>>

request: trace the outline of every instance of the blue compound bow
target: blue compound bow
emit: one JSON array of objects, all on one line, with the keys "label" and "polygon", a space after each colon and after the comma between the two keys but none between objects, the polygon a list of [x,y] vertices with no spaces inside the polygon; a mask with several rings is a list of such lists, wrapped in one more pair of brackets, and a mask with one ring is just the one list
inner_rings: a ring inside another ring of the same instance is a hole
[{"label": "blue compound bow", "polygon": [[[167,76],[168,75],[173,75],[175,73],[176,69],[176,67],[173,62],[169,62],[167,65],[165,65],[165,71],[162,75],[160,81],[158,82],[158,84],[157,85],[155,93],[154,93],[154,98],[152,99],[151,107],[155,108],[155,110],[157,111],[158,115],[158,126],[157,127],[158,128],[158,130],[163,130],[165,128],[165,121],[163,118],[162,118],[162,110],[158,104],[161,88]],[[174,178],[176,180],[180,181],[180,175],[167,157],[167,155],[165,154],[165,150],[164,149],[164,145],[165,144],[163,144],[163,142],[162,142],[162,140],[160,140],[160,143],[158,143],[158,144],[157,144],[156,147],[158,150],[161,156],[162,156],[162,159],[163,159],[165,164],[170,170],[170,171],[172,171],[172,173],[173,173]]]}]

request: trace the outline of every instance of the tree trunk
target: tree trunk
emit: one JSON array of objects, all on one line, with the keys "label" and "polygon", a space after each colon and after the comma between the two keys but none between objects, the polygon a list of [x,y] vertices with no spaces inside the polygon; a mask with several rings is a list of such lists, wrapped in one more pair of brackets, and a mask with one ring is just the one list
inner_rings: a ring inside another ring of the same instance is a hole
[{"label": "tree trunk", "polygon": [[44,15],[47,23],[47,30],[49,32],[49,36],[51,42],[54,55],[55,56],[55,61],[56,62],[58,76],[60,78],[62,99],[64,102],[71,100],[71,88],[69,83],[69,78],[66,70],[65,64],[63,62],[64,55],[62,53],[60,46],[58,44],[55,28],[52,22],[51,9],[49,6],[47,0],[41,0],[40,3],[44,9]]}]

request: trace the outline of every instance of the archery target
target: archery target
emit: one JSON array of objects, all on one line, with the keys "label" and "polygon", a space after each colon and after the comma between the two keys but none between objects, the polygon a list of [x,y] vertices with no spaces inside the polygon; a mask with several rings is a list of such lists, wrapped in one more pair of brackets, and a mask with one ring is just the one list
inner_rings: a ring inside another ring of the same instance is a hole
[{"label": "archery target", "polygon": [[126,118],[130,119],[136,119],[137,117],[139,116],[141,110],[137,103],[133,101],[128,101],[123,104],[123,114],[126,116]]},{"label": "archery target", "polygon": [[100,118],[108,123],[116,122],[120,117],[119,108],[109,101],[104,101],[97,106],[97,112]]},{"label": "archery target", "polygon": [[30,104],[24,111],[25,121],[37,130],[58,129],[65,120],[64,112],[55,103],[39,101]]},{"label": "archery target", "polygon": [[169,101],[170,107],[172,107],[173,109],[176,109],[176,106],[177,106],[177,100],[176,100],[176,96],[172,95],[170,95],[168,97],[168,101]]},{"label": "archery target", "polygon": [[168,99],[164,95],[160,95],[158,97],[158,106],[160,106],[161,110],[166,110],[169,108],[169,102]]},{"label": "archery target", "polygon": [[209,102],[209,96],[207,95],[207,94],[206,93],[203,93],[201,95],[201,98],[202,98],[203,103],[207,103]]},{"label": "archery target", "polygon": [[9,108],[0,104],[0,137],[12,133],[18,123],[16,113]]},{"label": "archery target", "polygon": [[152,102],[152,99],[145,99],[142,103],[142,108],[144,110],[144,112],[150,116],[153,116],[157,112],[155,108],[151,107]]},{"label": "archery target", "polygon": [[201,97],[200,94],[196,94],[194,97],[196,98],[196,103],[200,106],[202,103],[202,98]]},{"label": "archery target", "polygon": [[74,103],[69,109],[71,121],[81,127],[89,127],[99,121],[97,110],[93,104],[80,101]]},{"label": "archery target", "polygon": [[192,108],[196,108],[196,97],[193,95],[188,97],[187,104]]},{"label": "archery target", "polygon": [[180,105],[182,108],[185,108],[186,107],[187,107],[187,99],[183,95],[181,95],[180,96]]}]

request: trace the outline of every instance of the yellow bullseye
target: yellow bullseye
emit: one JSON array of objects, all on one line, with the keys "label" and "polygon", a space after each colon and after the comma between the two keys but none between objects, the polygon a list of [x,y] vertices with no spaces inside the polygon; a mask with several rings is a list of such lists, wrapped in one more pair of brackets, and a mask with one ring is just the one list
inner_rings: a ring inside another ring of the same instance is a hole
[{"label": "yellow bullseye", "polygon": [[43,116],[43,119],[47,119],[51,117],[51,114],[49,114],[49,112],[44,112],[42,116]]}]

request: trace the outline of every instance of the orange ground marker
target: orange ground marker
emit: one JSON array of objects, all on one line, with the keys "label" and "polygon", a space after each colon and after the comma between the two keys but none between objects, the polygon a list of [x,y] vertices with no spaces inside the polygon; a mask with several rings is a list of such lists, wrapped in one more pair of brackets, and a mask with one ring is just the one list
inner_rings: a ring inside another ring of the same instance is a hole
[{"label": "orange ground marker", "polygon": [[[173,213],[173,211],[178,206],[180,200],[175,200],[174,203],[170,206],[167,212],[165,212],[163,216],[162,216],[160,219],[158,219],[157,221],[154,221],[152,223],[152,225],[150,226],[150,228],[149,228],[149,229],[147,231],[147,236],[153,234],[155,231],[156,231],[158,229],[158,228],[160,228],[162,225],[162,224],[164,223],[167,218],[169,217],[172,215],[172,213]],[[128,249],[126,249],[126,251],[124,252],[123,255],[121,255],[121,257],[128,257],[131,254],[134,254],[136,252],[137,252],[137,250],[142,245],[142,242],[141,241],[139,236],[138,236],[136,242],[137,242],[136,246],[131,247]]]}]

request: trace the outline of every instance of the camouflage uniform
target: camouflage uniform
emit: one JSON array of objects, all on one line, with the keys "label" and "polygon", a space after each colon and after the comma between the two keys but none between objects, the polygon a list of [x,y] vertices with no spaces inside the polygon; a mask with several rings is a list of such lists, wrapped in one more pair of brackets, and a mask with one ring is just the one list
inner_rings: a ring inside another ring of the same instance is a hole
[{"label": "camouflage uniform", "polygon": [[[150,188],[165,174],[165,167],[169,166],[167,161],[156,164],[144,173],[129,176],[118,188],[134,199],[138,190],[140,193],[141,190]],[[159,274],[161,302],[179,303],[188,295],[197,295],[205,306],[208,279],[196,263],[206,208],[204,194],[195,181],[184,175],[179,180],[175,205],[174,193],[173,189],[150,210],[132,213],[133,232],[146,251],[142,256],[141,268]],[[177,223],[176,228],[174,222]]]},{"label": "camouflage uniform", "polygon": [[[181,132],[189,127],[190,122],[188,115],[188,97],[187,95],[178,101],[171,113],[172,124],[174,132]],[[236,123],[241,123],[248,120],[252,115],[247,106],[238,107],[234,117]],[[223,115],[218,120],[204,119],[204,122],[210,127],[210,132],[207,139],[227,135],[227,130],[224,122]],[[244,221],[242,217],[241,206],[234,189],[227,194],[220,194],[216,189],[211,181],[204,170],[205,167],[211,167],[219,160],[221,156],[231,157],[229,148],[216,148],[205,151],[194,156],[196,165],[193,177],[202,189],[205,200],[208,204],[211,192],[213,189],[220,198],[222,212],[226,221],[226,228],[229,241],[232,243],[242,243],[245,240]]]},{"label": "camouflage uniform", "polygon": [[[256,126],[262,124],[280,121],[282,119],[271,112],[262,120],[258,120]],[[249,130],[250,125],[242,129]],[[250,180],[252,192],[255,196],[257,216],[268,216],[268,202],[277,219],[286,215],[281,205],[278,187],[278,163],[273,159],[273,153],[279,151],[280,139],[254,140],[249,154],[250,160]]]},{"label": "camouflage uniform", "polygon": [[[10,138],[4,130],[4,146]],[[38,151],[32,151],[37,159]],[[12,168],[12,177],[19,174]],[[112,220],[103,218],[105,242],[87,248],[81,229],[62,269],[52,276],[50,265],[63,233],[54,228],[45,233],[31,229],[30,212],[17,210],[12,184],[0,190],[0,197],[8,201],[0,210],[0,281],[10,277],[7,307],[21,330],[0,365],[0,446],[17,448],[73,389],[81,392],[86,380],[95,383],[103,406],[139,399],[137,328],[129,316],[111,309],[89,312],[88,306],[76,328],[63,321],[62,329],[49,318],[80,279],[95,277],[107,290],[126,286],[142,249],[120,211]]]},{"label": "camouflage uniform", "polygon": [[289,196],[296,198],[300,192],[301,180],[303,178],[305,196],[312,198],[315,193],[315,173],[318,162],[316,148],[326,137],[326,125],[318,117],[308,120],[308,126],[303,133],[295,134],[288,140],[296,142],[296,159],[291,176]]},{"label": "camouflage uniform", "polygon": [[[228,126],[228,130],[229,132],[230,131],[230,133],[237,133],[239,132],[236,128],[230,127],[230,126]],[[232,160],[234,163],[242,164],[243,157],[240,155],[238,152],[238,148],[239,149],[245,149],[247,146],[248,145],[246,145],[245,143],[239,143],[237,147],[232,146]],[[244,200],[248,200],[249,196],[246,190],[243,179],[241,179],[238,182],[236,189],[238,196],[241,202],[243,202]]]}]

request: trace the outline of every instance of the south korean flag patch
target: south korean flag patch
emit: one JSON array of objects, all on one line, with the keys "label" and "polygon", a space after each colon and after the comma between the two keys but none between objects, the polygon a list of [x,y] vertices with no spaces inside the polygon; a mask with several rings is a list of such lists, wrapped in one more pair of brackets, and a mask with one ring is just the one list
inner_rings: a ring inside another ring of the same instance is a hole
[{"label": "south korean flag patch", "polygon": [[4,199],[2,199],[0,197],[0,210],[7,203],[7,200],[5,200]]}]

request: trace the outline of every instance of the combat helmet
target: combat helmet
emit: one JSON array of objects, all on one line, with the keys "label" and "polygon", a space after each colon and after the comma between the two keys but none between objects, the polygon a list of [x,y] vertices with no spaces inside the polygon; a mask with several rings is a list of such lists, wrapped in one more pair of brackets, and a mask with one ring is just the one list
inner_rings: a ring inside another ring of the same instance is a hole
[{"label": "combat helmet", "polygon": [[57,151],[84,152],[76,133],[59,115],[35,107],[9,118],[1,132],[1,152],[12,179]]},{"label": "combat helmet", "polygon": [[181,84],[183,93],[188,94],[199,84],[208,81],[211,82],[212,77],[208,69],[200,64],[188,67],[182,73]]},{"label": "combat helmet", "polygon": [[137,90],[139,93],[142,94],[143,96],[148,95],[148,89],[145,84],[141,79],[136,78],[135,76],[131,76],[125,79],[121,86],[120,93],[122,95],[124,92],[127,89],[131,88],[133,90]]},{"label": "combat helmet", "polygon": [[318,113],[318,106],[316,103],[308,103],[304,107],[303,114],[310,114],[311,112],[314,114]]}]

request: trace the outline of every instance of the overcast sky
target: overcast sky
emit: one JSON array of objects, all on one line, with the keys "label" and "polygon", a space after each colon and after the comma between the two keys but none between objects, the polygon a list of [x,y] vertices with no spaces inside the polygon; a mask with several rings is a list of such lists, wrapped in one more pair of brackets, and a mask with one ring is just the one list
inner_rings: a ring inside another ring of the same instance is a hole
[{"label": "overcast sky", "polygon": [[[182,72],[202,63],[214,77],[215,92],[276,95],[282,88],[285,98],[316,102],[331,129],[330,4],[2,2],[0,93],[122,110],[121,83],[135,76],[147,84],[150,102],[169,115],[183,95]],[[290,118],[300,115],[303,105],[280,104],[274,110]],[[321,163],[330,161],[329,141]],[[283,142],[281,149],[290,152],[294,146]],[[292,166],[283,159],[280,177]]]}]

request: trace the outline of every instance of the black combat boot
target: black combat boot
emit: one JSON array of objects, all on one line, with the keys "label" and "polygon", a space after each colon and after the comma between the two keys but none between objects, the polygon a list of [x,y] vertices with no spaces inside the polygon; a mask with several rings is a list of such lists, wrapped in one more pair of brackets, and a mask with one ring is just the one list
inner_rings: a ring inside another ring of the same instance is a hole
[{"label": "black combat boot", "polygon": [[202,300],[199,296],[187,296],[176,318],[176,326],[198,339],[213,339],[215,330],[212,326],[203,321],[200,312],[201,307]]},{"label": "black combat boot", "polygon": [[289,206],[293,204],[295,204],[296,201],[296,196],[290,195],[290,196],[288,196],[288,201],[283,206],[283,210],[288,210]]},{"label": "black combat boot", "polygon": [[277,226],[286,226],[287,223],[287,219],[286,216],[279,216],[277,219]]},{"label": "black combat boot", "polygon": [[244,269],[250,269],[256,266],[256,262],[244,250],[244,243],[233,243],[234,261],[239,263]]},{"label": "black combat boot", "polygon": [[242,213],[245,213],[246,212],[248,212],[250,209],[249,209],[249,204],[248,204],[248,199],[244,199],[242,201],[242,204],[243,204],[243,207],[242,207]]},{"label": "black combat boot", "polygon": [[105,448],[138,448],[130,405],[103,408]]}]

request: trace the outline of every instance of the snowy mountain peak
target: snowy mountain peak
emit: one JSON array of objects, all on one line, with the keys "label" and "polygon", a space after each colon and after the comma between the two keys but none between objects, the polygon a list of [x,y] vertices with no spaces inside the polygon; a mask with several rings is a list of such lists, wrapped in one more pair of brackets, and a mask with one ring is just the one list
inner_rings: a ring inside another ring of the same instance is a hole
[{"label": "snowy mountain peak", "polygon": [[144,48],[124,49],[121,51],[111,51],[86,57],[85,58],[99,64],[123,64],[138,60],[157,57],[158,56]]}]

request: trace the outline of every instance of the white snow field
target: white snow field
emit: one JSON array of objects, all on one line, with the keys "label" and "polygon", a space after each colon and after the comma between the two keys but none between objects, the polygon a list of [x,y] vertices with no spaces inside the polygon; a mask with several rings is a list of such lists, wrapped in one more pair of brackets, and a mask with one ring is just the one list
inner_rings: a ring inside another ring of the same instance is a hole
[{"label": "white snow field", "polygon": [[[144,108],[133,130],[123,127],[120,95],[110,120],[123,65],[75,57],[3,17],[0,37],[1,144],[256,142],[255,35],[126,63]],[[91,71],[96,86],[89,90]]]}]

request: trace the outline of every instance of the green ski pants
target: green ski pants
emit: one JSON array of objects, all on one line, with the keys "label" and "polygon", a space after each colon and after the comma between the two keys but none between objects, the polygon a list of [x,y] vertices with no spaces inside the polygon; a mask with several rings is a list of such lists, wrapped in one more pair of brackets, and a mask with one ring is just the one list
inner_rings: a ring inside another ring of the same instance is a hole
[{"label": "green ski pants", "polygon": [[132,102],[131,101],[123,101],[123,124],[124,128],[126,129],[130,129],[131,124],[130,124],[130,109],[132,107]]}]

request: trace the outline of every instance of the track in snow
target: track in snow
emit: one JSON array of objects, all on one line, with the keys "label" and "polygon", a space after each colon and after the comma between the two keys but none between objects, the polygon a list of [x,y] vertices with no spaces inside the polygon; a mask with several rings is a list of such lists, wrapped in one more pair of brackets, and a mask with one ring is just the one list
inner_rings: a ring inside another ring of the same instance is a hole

<<

[YOUR OBJECTIVE] Change "snow" to "mud" in the data, starting with the line containing "request: trace the outline of every instance of the track" and going on through the line containing "target: track in snow". Give only those lines, with everything else left unchanged.

[EXERCISE SOLUTION]
request: trace the outline of every instance of the track in mud
target: track in mud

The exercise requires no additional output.